**WHAT YOU WILL DO**
Please reproduce every record, keeping each one exactly as written.

**DATASET RECORDS**

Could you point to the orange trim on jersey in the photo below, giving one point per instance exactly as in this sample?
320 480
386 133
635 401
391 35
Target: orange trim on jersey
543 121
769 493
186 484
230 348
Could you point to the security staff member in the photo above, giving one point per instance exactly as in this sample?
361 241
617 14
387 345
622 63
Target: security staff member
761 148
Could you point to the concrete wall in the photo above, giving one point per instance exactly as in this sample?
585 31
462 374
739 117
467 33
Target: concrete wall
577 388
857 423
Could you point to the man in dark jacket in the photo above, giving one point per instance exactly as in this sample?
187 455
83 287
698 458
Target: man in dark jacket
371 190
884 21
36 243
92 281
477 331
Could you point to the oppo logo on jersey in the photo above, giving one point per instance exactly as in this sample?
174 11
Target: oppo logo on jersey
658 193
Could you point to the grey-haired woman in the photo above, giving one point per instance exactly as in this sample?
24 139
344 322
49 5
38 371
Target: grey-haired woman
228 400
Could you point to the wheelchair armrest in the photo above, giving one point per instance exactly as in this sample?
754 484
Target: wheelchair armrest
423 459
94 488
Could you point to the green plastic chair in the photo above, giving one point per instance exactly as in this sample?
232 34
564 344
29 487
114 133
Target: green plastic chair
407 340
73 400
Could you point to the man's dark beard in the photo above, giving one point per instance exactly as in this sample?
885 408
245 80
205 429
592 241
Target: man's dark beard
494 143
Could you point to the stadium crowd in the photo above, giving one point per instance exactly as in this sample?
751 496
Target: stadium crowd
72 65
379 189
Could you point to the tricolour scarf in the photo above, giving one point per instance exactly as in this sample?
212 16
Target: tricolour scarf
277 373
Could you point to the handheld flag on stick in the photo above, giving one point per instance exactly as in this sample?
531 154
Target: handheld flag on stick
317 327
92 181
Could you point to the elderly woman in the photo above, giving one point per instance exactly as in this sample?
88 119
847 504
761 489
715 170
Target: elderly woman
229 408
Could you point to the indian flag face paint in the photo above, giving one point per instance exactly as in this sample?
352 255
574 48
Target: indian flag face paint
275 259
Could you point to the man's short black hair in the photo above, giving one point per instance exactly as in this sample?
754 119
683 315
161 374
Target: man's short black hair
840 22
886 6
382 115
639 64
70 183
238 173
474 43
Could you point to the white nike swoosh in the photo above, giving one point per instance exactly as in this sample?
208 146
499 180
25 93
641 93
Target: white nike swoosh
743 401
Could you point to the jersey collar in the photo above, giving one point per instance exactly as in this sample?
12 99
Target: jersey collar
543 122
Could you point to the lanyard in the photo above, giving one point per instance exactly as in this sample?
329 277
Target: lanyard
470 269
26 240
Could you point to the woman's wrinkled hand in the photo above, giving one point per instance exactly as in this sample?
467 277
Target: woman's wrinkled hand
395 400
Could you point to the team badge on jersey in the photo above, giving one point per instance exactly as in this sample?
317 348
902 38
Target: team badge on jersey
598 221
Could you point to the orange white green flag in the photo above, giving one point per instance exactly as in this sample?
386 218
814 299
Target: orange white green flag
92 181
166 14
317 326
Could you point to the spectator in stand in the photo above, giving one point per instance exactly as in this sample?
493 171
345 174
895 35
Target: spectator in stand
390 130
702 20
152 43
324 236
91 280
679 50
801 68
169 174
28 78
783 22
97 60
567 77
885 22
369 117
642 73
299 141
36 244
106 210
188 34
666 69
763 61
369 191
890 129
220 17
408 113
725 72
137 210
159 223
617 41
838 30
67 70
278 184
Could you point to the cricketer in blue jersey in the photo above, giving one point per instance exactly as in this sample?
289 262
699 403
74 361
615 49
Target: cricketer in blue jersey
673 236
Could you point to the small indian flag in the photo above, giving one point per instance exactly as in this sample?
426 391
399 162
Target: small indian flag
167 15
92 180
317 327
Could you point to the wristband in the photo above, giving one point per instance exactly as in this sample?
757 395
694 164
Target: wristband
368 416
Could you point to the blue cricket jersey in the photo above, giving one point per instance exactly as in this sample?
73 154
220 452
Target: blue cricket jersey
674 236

**TASK OUTPUT**
Could you point to the orange trim on jersey in the photo below, giving one point per instance exactly as in this sample?
320 480
386 133
635 401
391 35
Target: orange trim on jersey
543 121
769 493
186 484
230 348
Could you point to the security staff member in the photo above, giving one point per instance exactly as in this sample?
361 241
617 14
387 345
622 63
Target: security staff member
761 148
Could you point to the concrete wall in the photo above, giving one point per instance exactly as in this sample?
585 31
462 374
739 117
467 33
Target: concrete wall
577 388
857 423
Could you point to the man in dark jacket in the photo above, giving one point per instance exactly as in this sample?
187 455
83 287
698 458
Target: man in dark jacket
371 190
884 21
36 243
92 281
477 331
Could you point to the oppo logo on jersey in the photo above, giving one point per instance exactly as in this sample?
174 11
Target: oppo logo on jersey
658 193
Could you point to the grey-haired woman in the photo above, giving one point per instance exactly as in this sample?
24 139
344 322
49 5
38 371
Target: grey-haired woman
228 400
Could you point to the wheelchair armrest in the photo above, giving one point per instance exactly as in this sample?
754 484
Target: wheelchair armrest
423 459
94 488
Could you point to the green plastic chair in the photo above, giving one point per instance exactly as in this sample?
232 34
564 344
29 487
114 133
Target: green plastic chair
407 340
73 400
Could you point to the man's dark beard in the photo above, giving one point per instance exactly as in this sample?
885 408
245 80
205 429
592 241
Target: man's dark beard
494 143
Could you point to the stadium crowd in the photo above, giving one point per instance exactly as in this sample?
751 496
Target: stadium crowd
72 65
379 189
Could you point to the tricolour scarf in the photo above, giving one point per instance exactly as in this sample?
212 16
Target: tricolour scarf
277 373
Could you point to the handheld flag on stick in the photo above, giving one point per instance exactly as in this sample?
531 154
Target: handheld flag on stick
317 327
92 181
Could you point to the elderly woman in the photo above, giving one point per instance exactly as in this sample?
88 119
847 504
761 489
715 170
Target: elderly woman
229 408
Could you point to the indian flag face paint in the photo above, giving one point per instance exactly as in this sample?
352 255
574 48
Target: indian flag face paint
275 259
Could you point to the man's short black hair in the photo above, giving one point per instance exactly as in this sample?
754 119
683 315
161 374
Target: man's short black hair
840 22
886 6
382 115
639 64
70 183
238 173
474 43
Could you point to the white nike swoosh in the photo above, giving one point per instance exactly as in this sample?
208 146
499 180
25 93
641 93
Target: white nike swoosh
743 401
Could you point to the jersey collar in the photo above, giving one point per instance exactly as in this sample?
12 99
Target: jersey collar
543 122
Could you point to the lanyard in the photo above, giving one point per instance exactly as in this sample?
329 277
Target: lanyard
470 269
26 240
Could you point to the woman's wrinkled hand in the photo above, giving one point per instance exactly as in this sample?
467 277
Target: woman's wrinkled hand
395 400
Could you point to the team badge on jersey in the photo above, giving one point per instance exactly as in this sample?
317 348
902 38
Target: team badge on jersey
598 221
Could you point to the orange white green flag in the photo above, giving one point per instance exactly as in this sample?
386 218
814 299
Target: orange white green flag
92 181
166 14
317 326
Could you point to the spectator in stand in the photo above, giving one point per instance exactly as in this sample?
493 171
345 174
895 35
Target: spectator in stand
390 130
702 20
152 43
324 236
91 280
679 50
801 68
169 174
28 78
783 22
97 60
567 77
885 22
369 117
642 73
299 141
36 244
106 210
188 34
666 69
763 61
369 191
890 129
220 17
408 113
725 72
137 210
159 223
617 41
838 30
67 70
278 184
Could you point to the cricketer in blue jersey in the photo above, giving one point per instance exactly as in this sample?
289 262
699 403
74 361
615 49
Target: cricketer in blue jersey
673 236
Could you point to the small indian flag in the photo above, giving one point per instance exactly as in this sample?
426 391
399 162
Target: small indian flag
167 15
92 180
317 327
Could you point to the wristband in the photo above, giving one point per instance exactly as in this sample?
757 395
694 164
Target: wristband
368 416
Could you point to the blue cricket jersey in the photo above, giving one point per instance exactly as in this sample?
73 154
220 452
Target: blue cricket jersey
674 236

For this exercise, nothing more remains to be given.